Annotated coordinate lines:
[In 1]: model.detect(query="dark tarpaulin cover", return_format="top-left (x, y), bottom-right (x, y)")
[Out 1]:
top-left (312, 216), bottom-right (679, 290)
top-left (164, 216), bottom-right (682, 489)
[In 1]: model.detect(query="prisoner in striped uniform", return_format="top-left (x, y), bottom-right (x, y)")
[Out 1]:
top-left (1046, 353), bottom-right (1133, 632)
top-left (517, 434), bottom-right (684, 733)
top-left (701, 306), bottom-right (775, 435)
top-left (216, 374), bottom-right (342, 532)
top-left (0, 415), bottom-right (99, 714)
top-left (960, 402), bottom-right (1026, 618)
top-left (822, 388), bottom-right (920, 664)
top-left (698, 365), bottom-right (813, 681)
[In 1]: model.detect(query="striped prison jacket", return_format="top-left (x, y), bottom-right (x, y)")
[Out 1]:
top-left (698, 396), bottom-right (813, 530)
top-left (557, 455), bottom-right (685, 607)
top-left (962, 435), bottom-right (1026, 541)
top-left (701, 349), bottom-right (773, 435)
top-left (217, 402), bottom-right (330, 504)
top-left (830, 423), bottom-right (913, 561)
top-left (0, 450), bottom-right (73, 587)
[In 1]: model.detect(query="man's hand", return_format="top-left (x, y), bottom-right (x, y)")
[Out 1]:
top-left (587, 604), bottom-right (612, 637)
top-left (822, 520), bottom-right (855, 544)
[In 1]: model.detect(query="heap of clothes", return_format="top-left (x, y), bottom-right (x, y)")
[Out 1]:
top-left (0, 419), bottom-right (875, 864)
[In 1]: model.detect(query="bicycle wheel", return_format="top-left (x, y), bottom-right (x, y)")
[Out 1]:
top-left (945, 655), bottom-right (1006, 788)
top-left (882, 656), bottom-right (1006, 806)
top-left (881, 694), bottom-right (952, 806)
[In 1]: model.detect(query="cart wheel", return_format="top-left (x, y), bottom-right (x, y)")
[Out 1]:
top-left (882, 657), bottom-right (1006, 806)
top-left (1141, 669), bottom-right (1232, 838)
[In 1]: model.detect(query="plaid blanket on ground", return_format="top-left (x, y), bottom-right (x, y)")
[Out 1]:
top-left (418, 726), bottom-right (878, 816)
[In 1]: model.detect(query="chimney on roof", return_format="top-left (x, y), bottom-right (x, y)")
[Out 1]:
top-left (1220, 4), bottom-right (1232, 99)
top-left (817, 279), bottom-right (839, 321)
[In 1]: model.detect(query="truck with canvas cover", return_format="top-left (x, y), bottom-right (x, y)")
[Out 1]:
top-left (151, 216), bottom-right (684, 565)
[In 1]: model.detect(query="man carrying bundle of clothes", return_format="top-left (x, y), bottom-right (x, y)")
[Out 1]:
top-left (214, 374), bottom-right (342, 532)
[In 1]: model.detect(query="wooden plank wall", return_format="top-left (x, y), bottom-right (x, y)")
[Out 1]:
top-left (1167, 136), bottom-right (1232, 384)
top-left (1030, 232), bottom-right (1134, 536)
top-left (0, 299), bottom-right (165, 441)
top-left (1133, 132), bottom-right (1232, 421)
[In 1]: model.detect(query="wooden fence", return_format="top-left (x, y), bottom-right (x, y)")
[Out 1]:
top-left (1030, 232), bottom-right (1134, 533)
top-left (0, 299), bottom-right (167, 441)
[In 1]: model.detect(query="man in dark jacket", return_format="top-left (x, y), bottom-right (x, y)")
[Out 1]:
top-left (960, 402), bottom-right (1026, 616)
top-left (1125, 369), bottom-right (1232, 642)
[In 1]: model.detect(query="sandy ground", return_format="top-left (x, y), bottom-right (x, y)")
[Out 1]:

● TO BE DONE: Please extract every line above that contains the word "clothes".

● ANSWER:
[In 1]: model.detect(query="heap of clothes", return_format="top-left (x, y), bottom-right (x, y)")
[In 1]: model.detect(query="man carrying bundle of clothes", return_format="top-left (x, y), bottom-right (x, y)")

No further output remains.